Selected passage:
>>>>>

Branding in the 21st-century is loaded with paradoxes. Yes, you need consistency, expertise, focus and risk. But you need to use those qualities in different ways than marketers have in the past. First and foremost it never stops evolving.

Consistency has been the cornerstone of corporate brand building since its principles originated with the emergence of the 20th-century supermarket. Major consumer companies such as Campbell's, Procter & Gamble and Del Monte systematized package design to make their products stand out on shelves, to help shoppers recognize their brand and to cultivate loyalty. A grocery shelf full of those Campbell's red-and-white cans is visually powerful.

Once branding entered the boardrooms of the service industry, it really emphasized programmatic consistency that facilitated production. It enabled consistency of communication with less supervision--especially for decentralized organizations full of time-pressed marketing managers.

Yet, more and more companies find they are struggling to break through in this hyper-media environment--and the old constructs no longer work. Earlier this year NPR ran a story about advertising and the lead-up to Super Bowl 50. Everyone wanted an "Oreo moment." In case you're unfamiliar with the reference, there was a power outage in 2013 at the Superdome in New Orleans during the Big Game's third quarter. During the 30-minute blackout, Oreo's ad group, the Martin Agency, sent out a tweet of an image of the cookie enveloped in darkness with the caption, "Power out? No problem. You can still dunk in the dark." It was re-tweeted more than 15,000 times.

There are many other examples we experience every day. With over 700 million iPhones sold to date, the majority of us reading this article are familiar with Apple. Most people I asked assumed Apple's brand program lacks flexibility. There is, however, a big difference in rigidly protecting a brand and rigidly deploying a brand across all communication platforms.

<<<<<

Task requirements: Continue the passage on 21st-century branding from the point where it ends.

Data provided:
>>>>>

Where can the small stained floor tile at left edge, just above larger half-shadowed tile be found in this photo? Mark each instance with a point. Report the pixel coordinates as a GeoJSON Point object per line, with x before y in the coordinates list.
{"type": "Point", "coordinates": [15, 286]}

<<<<<

Response to this task:
Go, for example, to Apple's consumer website. It's consistent from page to page with a white, clean look and its product as hero. Then, click on Apple for Business--the tone changes. The pages show photos of teams working with products. Implicit is the message that Apple will facilitate collaboration. Now, go to Apple Music--it's edgier and moodier--reminiscent of songs playing inside your head.

Everything Apple communicates is audience focused and contextual to the delivery channel. The strategy is just one of the many reasons Apple is one of the most powerful brands in the market.

One could say that Responsive Branding is a throwback to the era of Mad Men and the dominance of the creative agency. In some ways, the observation is correct--but it's overly simplistic. Responsive Branding requires Mad Men-era creativity and ingenuity, but it also requires intense attention and coordination. It's not easy because it never stops evolving.

Responsive Branding offers marketers an approach that embraces creativity, leverages media fragmentation and eschews uniformity. It aims for a coherent framework of cross-platform visual and verbal communication.

That's more powerful than a shelf of red-and-white soup cans.